● **PROMPT**: Switch "thickest part" to "widest part" everywhere in the listing below and write the lines out again with nothing else changed. Leave the pictures out.

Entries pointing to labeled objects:
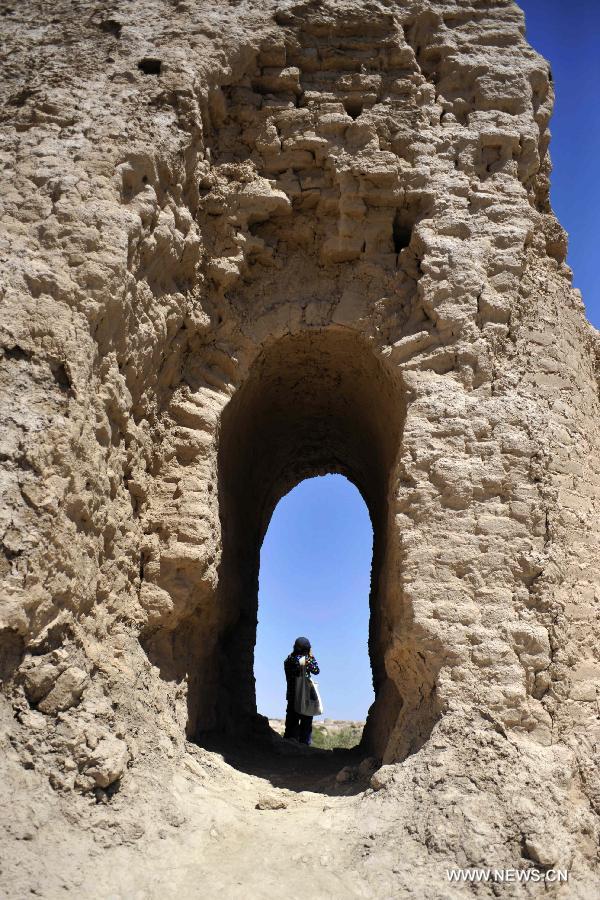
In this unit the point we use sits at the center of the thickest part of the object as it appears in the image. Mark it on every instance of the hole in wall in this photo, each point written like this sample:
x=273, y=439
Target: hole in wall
x=353, y=106
x=315, y=571
x=150, y=66
x=401, y=230
x=318, y=402
x=111, y=26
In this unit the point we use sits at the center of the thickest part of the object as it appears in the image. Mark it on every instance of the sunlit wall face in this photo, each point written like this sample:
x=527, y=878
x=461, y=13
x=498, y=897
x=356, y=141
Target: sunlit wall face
x=315, y=572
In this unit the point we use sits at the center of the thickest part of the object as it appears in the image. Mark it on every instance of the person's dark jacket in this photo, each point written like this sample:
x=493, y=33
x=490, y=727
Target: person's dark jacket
x=293, y=668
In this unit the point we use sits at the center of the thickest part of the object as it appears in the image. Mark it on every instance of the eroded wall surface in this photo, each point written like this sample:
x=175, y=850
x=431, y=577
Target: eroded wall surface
x=184, y=189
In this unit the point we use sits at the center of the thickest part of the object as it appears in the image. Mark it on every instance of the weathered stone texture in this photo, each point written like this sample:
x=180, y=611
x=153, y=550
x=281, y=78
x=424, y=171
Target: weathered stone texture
x=247, y=243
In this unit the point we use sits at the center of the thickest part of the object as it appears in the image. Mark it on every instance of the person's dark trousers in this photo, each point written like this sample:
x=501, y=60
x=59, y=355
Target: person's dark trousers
x=297, y=726
x=305, y=729
x=292, y=722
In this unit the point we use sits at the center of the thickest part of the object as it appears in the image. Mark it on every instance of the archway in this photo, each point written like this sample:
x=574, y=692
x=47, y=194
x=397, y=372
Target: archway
x=315, y=571
x=314, y=403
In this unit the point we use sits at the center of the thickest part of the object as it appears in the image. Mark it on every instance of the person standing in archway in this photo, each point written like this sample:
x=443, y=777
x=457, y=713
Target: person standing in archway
x=299, y=662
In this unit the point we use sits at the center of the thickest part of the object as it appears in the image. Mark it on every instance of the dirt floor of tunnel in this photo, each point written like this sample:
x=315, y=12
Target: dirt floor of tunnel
x=291, y=766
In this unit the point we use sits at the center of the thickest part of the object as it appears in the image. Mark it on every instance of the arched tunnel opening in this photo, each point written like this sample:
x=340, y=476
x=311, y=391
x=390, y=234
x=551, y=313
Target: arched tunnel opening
x=314, y=580
x=314, y=403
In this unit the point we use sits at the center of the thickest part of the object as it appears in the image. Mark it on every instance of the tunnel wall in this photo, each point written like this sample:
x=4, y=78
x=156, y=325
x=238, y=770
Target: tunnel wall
x=356, y=172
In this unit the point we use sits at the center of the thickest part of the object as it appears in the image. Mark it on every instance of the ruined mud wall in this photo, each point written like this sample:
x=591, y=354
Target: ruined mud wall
x=202, y=204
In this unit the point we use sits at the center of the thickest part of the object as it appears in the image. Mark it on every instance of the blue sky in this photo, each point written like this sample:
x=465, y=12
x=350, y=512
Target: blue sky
x=316, y=557
x=567, y=33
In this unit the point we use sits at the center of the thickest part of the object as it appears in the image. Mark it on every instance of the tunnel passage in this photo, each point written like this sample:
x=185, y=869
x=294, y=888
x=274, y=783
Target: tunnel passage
x=316, y=403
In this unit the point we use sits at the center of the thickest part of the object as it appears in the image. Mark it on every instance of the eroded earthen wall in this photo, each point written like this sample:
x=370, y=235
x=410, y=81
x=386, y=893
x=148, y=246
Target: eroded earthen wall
x=200, y=207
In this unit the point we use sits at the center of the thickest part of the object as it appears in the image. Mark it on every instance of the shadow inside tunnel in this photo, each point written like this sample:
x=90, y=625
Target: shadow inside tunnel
x=287, y=764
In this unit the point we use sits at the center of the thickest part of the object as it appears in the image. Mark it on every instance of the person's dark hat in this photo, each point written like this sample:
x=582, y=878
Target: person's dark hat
x=301, y=645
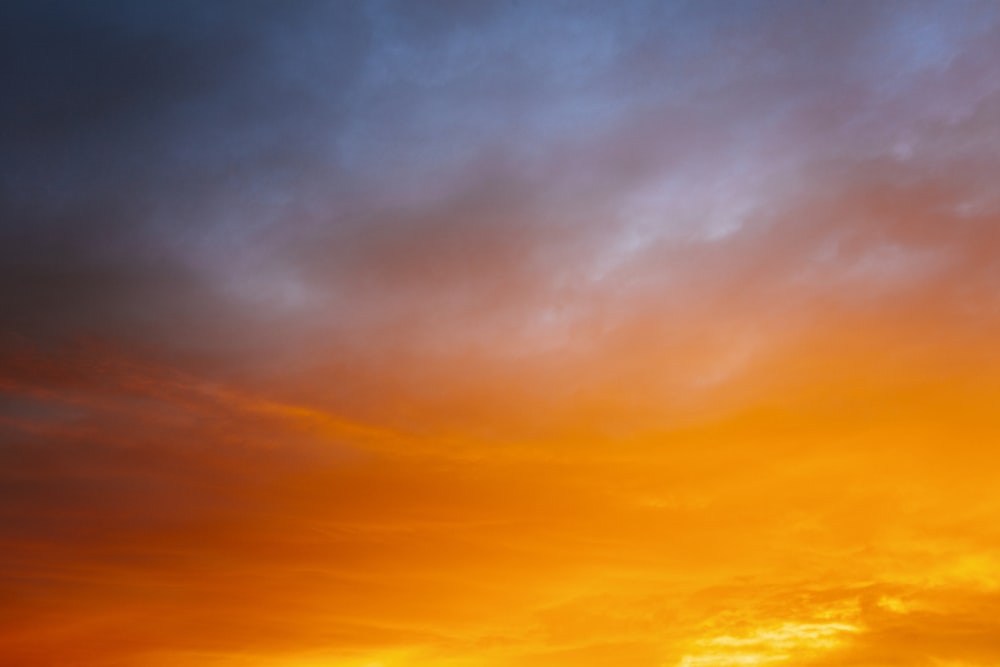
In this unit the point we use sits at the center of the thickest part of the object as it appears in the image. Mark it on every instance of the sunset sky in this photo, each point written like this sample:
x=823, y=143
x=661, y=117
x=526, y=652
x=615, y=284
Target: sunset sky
x=453, y=333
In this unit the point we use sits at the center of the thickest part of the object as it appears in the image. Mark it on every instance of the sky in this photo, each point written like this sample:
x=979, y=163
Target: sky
x=457, y=333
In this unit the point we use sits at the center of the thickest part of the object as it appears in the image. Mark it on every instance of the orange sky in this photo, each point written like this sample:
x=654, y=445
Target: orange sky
x=516, y=336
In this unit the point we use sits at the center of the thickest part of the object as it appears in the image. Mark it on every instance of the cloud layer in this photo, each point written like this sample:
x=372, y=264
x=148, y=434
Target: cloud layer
x=405, y=334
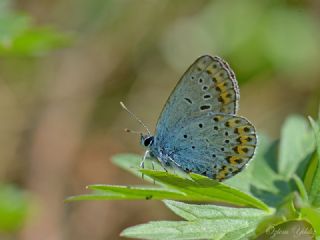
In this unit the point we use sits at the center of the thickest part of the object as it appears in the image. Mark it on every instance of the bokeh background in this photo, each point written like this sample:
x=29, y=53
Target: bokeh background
x=66, y=64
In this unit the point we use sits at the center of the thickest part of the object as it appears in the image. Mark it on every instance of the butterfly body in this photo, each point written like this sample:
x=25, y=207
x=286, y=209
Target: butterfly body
x=198, y=130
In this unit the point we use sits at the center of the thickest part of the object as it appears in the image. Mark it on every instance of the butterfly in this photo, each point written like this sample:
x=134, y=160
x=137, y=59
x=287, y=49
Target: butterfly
x=198, y=130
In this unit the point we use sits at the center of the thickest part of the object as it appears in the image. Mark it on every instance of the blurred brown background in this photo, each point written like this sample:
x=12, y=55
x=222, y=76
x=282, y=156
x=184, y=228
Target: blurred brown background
x=59, y=103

● **RESPONSE FOR THIS EXERCISE**:
In this unit the point we use sits at the center of the widest part of the object as it appears in the image. Mark it on every instance of the hole in wall in this photo, each point written like this sample:
x=273, y=439
Target: hole in wall
x=353, y=106
x=315, y=571
x=150, y=66
x=401, y=230
x=318, y=402
x=111, y=26
In this unit the point we use sits at the center of the widest part of the object as it appears in the image. Mark it on every instance of the sunlit wall face in this photo, each point written like this sample:
x=527, y=878
x=461, y=13
x=498, y=897
x=356, y=141
Target: sunlit wall face
x=315, y=572
In this unit the point we use sits at the center of the widest part of the object as it appears in the image. Mark it on every instance of the person's dark jacket in this photo, each point written like this sample:
x=493, y=33
x=490, y=727
Target: person's dark jacket
x=293, y=668
In this unit the point we use sits at the center of the widest part of the object as it appears in the image. Mark it on every instance of the eroded wall surface in this photo, each point written like this sample:
x=175, y=850
x=431, y=577
Target: eroded wall surface
x=184, y=189
In this unit the point we use sits at the center of the widest part of the object as it appears in the image. Mark it on every instance of the weathered stone texture in this photo, each point written like this sample:
x=180, y=611
x=153, y=550
x=281, y=78
x=424, y=171
Target: weathered stone texture
x=247, y=243
In this unit the point we use sits at the center of the widest part of the object as it appears in the image. Mark it on every instance of the person's dark trousers in this photo, each point written like this sample:
x=501, y=60
x=59, y=355
Target: person's dark trousers
x=297, y=726
x=305, y=729
x=292, y=722
In this unit the point we use sits at the center of the widest part of the object as it appears in the image. Mark it on every instance of the archway in this photo, each point written like this sample:
x=574, y=692
x=47, y=194
x=397, y=372
Target: archway
x=315, y=571
x=314, y=403
In this unit the point we use sits at the center of the widest part of the object as it appears in the image. Mark it on every instance of the person standing in archway in this photo, each point written like this sample:
x=443, y=777
x=457, y=713
Target: person standing in archway
x=299, y=662
In this unit the point we use sits at the center of the widest part of the object as it appears in the image. Mark it on every instance of the dirt floor of tunnel in this photo, each point written like this sample:
x=315, y=12
Target: dirt floor of tunnel
x=291, y=766
In this unit the point we use sits at the center of the widest part of the object as it appears in the image. Mark it on every instance of the arched tunnel opening in this photo, each point written like this sample:
x=340, y=476
x=311, y=391
x=390, y=234
x=551, y=313
Target: arched tunnel opening
x=314, y=580
x=314, y=403
In this unit the point we use sits at the center of the widest part of the object as it appears in the image. Mark it on every instance of the tunnel wall in this photo, each point written like this sample:
x=4, y=78
x=156, y=325
x=238, y=770
Target: tunnel wall
x=356, y=172
In this unit the point we use sits at the center of the widest part of the object as it appears in the image. Mark it on every instance of the ruined mud wall in this photo, each point written like this sample:
x=591, y=354
Target: ruined mud wall
x=202, y=204
In this unit the point we use sits at the center of the widest part of the object as it appears in the image. Mark it on every instance of the blue sky in this photo, each point written like this sample:
x=465, y=12
x=350, y=512
Target: blue sky
x=316, y=557
x=567, y=33
In this unit the point we use sits at the center of the widest part of the object as it appears in the image. Mark it on every instance of the tunnel passage in this photo, each point written like this sample:
x=185, y=869
x=294, y=888
x=274, y=783
Target: tunnel passage
x=316, y=403
In this unit the point we use sits at the center of the widest part of the object as it appears in the image. Mark it on every instance of the eroded earthen wall in this photo, each point written like this sample:
x=370, y=235
x=410, y=81
x=386, y=893
x=148, y=246
Target: eroded earthen wall
x=200, y=207
In this unit the point we use sits at the center of the widest part of the object as it appears in the image. Mark it on every instance of the shadow inside tunnel in this photo, each point written like this sample:
x=90, y=625
Target: shadow inside tunnel
x=287, y=764
In this unit the point we use sits at the center of the widest part of the object as it appears in the image. Mark it on every instance of the person's dark hat in this photo, each point written like this sample:
x=582, y=878
Target: person's dark hat
x=301, y=645
In this unit the point we use sits at the center of the widest part of the object as it appears in the image. Mark it on every instance of the sunset sky in this photo, each point written like this sample:
x=823, y=143
x=661, y=117
x=526, y=652
x=615, y=284
Target: sunset sky
x=453, y=333
In this unit the point we use sits at the center of the widest part of the object as it appears in the image. Mark it on every instance of the sky in this photo, each point written like this sample:
x=979, y=163
Target: sky
x=457, y=333
In this unit the point we use sits at the center of the widest part of the object as it appears in the image. Mark it on every instance of the orange sky in this photo, each point written like this sample:
x=654, y=445
Target: orange sky
x=516, y=336
In this unit the point we use sits at the center of the widest part of the object as it appears in the image. Mark it on every instance of the cloud layer in this photo, each point written like this sample:
x=372, y=264
x=148, y=434
Target: cloud layer
x=405, y=334
In this unit the point we use sits at the center of the widest part of the object as it appears in the image. Mark it on every instance of the bokeh background in this photo, each point written like this sample:
x=29, y=53
Target: bokeh background
x=66, y=64
In this unit the point we use sits at the center of the widest part of the object as it appears in the image. Mark it on every instance of the butterfly body in this photo, each point written like this sample:
x=25, y=207
x=286, y=209
Target: butterfly body
x=198, y=130
In this unit the point we use sits at the center of the widest part of the object as it appears in the image. Mark it on every instance of the butterfly in this photo, each point written like this sample:
x=134, y=160
x=137, y=59
x=287, y=49
Target: butterfly
x=198, y=130
In this unit the point we use sits at the center of the widest part of the object as it appears in the image. Mark it on every instance of the blurred brown background in this photo, each point written like this sample:
x=12, y=55
x=222, y=76
x=282, y=156
x=184, y=228
Target: blurred brown background
x=59, y=103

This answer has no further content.